▶ Getoonde tekst
══════════════════════════════

De Opiumwet bevat ook een bepaling die inhoudt dat bij een aanvraag voor een verlof voor onderzoek met hennep de noodzaak van het verlof moet worden aangetoond. Omdat onderzoek naar de geneeskundige werking van hennep alleen met hennep kan geschieden, kan een verlof voor wetenschappelijke doeleinden worden verleend voor uit het buitenland geïmporteerde en daar legaal geteelde hennep.

Op grond van de Opiumwet is de aanwezigheid van hennep ten behoeve van de winning van zaad of vezel of de windkering (landbouwdoeleinden) vrijgesteld. Hiervoor behoeft dus geen verlof te worden aangevraagd. In het geval van zaadwinning of windkering moet de plant nadat hij voor deze doeleinden is gebruikt, gedestrueerd worden of worden verwerkt tot vezels.

Het veredelen en instandhouden van plantenrassen (tuinbouwdoeleinden) is in de Opiumwet aan een verlof verbonden.

Bolkaf

Alle handelingen met bolkaf (ieder deel van de plant Papaver somniferum na de oogst, met uitzondering van het zaad) zijn in beginsel verboden. Hierop zijn een aantal uitzonderingen van toepassing: het aanwezig hebben, vervoeren en dorsen van bolkaf om te dienen als natuurlijke kunstmest of voor de productie van blauw maanzaad of olie uit zaad is niet verboden, indien de bolkaf direct na het dorsen wordt vernietigd. Het aanwezig hebben, dorsen, vervoeren, verkopen en afleveren van bolkaf is niet verboden indien de bolkaf wordt afgeleverd aan een houder van een Opiumwetverlof ten behoeve van de vervaardiging van opiumalkaloïden (bv. morfine). Het aanwezig hebben, bewerken, verkopen, afleveren en vervoeren van al of niet gesteelde vruchten van bolkaf is niet verboden als deze bestemd zijn als versiersel (sierbloemen).

Codeïne

Het aanwezig hebben, bereiden, bewerken, verwerken, verkopen, afleveren, verstrekken en vervoeren is niet verboden voor preparaten welke codeïne bevatten in een verhouding van 1:2000 of minder, en welke geen andere Opiumwetmiddelen bevatten.

══════════════════════════════

▶ Verzameling items

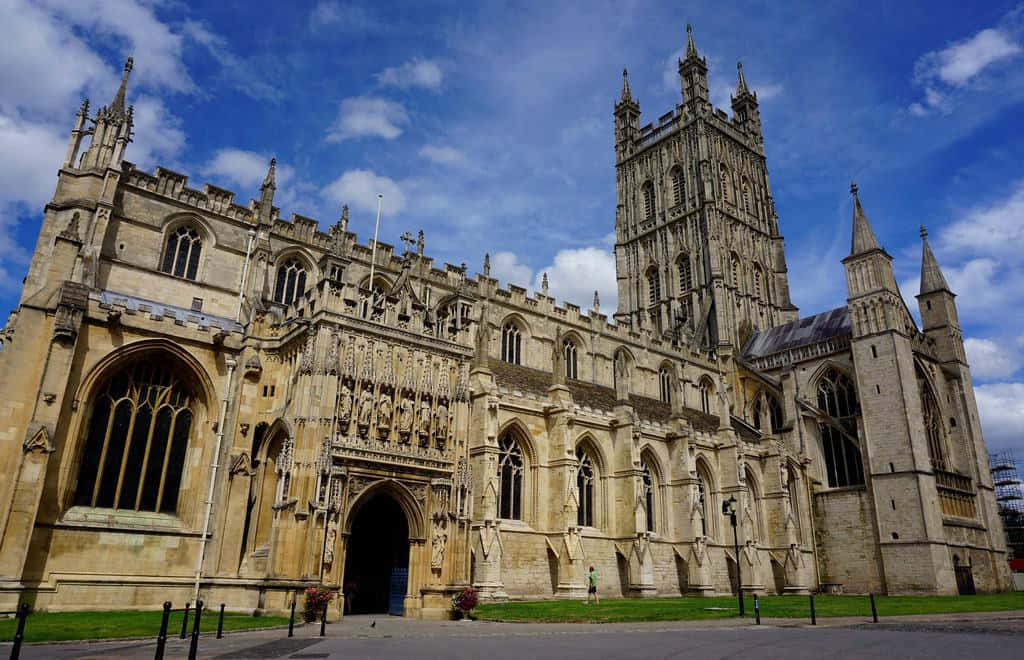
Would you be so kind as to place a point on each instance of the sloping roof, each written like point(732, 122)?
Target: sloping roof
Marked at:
point(799, 333)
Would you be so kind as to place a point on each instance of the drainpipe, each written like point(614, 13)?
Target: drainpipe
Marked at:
point(245, 273)
point(213, 476)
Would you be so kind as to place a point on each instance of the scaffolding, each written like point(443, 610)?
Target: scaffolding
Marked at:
point(1010, 497)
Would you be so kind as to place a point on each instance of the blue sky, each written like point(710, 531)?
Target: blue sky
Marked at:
point(488, 125)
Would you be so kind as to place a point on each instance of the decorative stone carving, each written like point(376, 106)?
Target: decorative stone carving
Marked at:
point(384, 412)
point(241, 465)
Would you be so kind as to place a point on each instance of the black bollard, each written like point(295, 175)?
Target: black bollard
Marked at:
point(184, 623)
point(23, 614)
point(194, 646)
point(162, 636)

══════════════════════════════

▶ Opdrachtdoel
Voor welke landbouwdoeleinden is de aanwezigheid van hennep volgens de getoonde tekst vrijgesteld?

▶ Uitgewerkte opdracht
De aanwezigheid van hennep is vrijgesteld voor de winning van zaad of vezel en voor de windkering.